** Opening SOURCE PASSAGE block **

Chart represents correlation between percentage of students on free and reduced lunch program (blue bar chart) and standardized test scores (red line represents end of course math; green line represents reading scores) for Clark and Cowlitz county school districts. Scores are for 2012 tenth grade HSPE scores.
(Copyright ©2013 by Kaley Perkins)
Sources accessed August 1, 2013:
http://data.k12.wa.us/PublicDWP/Web/WashingtonWeb/Home.aspx
http://www.gpo.gov/fdsys/pkg/FR-2012-03-23/pdf/2012-7036.pdf

Since 1946, meeting the nutritional needs of the nation’s students has been part of the federal budget. The Healthy, Hunger-Free Kids Act of 2010 is the latest iteration of school nutritional legislation. Directly pegged to the federal poverty levels as determined by the Department of Health and Human Services, eligibility for school nutrition programs is an obvious indicator of the percentage of children living in poverty. The chart above shows that, at least in Clark and Cowlitz counties, the higher the percentage of children living in poverty, the lower the test scores on state standardized tests.

Free and Reduced Lunch Eligibility Requirements by Kaley Perkins Baker

Much is written about poverty and the poverty mindset. One thing everyone agrees on is that poverty has far-reaching consequences. One of the goals of public education is to help intervene with the cycle of poverty by providing a strong, basic education to all children. But food and a classroom may not be enough to battle the often generational effects of poverty.

“The biggest obstacle we face (in education) is poverty,” said Jo Perkins, 22 year veteran special education teacher in Longview, Washington. (Perkins is the author’s sister and President of the teacher’s union). “It isn’t always that parents don’t care,” she said explaining why she has a low record of parents’ attendance at student conferences. “It’s that they don’t have gas money or can’t take time off from work,” Perkins said, adding, “Sometimes they are self-conscious about how they dress, and that can keep them from coming in.”


View Clark & Cowlitz School Districts (Numbers from 2011) in a larger map

Family life, according to Perkins, is a strong indicator of school success. “We have a group of students who come from the country and tend to come from larger families. The families are generally intact,” Perkins continued. “There are a lot of kids, so by the time the little guys are in school, they’ve already picked up a lot of life from their older brothers and sisters. They play outside and they have a strong community. It makes a difference in their ability to learn,” she said.

** Closing SOURCE PASSAGE block **
** Opening DATA PROVIDED block **

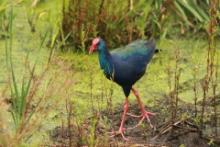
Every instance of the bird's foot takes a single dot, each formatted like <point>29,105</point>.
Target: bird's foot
<point>145,115</point>
<point>133,115</point>
<point>119,132</point>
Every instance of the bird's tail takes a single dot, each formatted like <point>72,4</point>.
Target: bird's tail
<point>157,50</point>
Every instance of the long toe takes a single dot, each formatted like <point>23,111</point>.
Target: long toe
<point>119,132</point>
<point>145,115</point>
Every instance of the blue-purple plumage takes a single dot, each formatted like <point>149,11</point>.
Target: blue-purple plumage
<point>126,65</point>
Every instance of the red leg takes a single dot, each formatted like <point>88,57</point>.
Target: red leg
<point>122,129</point>
<point>144,114</point>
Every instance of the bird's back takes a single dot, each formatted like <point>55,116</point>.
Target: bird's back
<point>130,61</point>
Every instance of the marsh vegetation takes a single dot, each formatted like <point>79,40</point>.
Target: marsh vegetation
<point>52,93</point>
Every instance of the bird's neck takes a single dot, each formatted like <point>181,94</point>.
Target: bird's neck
<point>105,61</point>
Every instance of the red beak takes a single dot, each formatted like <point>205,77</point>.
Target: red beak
<point>92,49</point>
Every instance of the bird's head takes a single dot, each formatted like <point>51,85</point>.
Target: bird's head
<point>97,44</point>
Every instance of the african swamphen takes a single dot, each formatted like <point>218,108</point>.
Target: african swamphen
<point>126,66</point>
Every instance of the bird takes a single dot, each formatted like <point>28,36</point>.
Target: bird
<point>125,66</point>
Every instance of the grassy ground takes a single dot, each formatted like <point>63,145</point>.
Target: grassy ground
<point>78,79</point>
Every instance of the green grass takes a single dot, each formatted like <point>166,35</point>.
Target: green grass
<point>90,87</point>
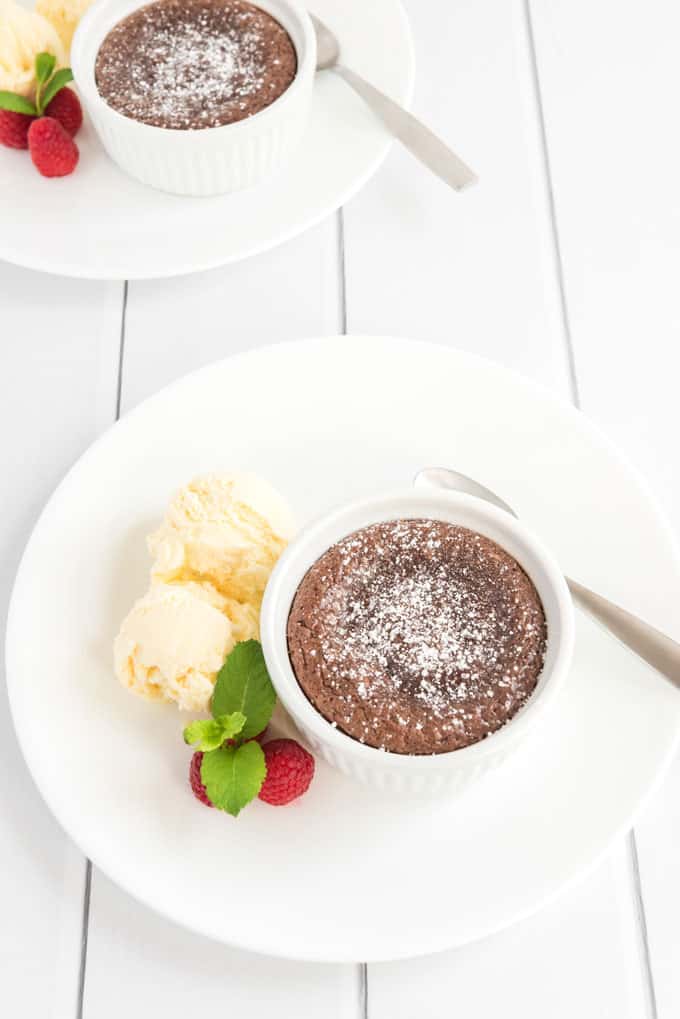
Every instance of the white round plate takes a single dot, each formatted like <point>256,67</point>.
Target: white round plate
<point>345,873</point>
<point>101,224</point>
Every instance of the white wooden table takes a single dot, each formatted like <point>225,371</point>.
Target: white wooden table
<point>562,264</point>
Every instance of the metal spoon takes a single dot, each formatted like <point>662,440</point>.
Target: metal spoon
<point>650,644</point>
<point>418,139</point>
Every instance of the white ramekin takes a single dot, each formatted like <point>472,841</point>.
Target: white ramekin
<point>398,772</point>
<point>212,160</point>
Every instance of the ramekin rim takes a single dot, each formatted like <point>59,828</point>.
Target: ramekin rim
<point>272,633</point>
<point>83,66</point>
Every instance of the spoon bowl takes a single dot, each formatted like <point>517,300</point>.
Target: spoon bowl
<point>656,648</point>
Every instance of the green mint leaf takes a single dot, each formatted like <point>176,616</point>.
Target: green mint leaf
<point>209,734</point>
<point>233,775</point>
<point>56,84</point>
<point>244,685</point>
<point>231,725</point>
<point>45,63</point>
<point>16,104</point>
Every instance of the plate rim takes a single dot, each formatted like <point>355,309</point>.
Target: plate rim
<point>71,270</point>
<point>262,946</point>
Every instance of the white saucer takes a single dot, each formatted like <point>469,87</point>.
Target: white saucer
<point>101,224</point>
<point>344,874</point>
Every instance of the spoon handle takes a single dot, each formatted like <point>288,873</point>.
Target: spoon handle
<point>418,139</point>
<point>649,644</point>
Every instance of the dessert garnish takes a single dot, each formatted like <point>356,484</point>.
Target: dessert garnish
<point>53,151</point>
<point>290,771</point>
<point>417,636</point>
<point>47,123</point>
<point>230,768</point>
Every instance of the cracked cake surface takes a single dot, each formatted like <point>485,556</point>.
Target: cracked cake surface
<point>417,636</point>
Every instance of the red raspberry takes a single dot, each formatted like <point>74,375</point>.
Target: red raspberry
<point>290,771</point>
<point>52,149</point>
<point>196,781</point>
<point>14,128</point>
<point>65,107</point>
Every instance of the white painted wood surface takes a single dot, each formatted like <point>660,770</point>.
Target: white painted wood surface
<point>562,265</point>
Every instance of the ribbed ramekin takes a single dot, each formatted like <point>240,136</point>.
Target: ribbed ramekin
<point>430,774</point>
<point>212,160</point>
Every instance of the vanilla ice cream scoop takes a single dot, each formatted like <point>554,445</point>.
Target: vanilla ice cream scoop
<point>213,554</point>
<point>64,15</point>
<point>171,646</point>
<point>227,529</point>
<point>24,34</point>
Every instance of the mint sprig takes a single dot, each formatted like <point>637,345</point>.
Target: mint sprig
<point>48,84</point>
<point>244,685</point>
<point>233,775</point>
<point>209,734</point>
<point>233,766</point>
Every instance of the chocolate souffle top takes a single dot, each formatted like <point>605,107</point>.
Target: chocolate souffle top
<point>190,64</point>
<point>417,636</point>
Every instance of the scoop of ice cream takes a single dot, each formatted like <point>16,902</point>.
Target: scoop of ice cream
<point>227,529</point>
<point>173,642</point>
<point>64,15</point>
<point>24,34</point>
<point>213,552</point>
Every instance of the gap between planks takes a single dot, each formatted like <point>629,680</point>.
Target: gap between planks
<point>635,888</point>
<point>88,871</point>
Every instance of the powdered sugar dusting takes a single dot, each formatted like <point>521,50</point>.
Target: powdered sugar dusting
<point>417,635</point>
<point>193,64</point>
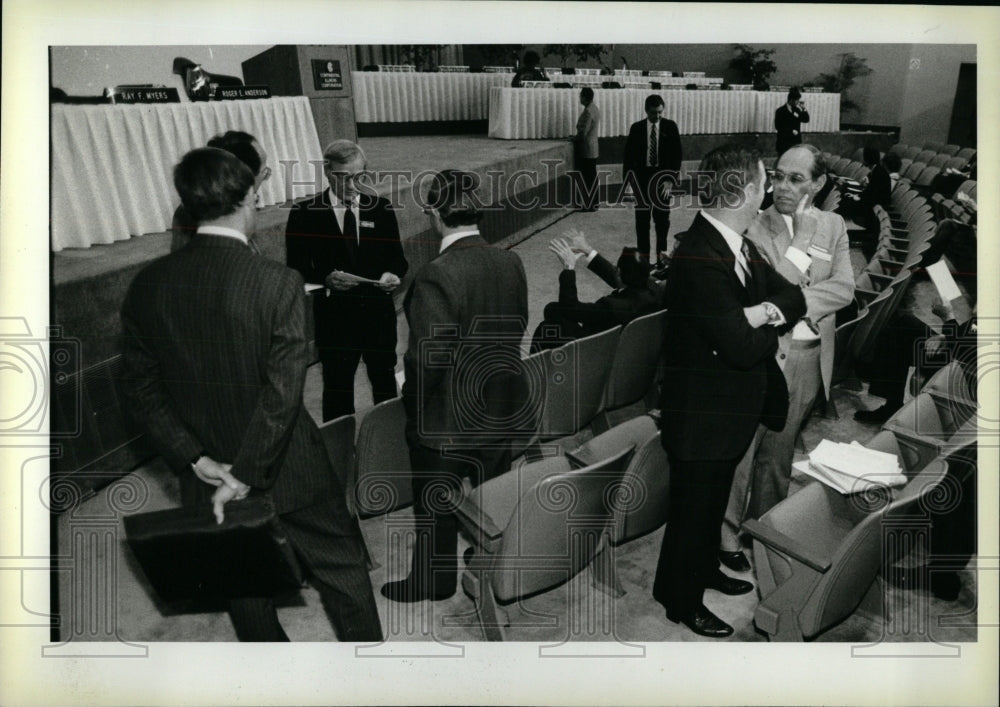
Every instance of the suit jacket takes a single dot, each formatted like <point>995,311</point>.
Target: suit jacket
<point>620,307</point>
<point>789,126</point>
<point>467,309</point>
<point>828,285</point>
<point>637,146</point>
<point>316,246</point>
<point>215,356</point>
<point>587,128</point>
<point>720,374</point>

** Closing DATA PROVIDED block **

**TASK LIST**.
1: List each color named in the chart description of the poverty and test scores passage, along with what that color represents.
2: Reproduce the portion of the poverty and test scores passage starting at "Chart represents correlation" and ending at "grade HSPE scores.".

**SOLUTIONS BELOW**.
1:
- Blue: the bar chart showing the percentage of students on the free and reduced lunch program
- Red: the line showing end of course math scores
- Green: the line showing reading scores

2:
Chart represents correlation between percentage of students on free and reduced lunch program (blue bar chart) and standardized test scores (red line represents end of course math; green line represents reading scores) for Clark and Cowlitz county school districts. Scores are for 2012 tenth grade HSPE scores.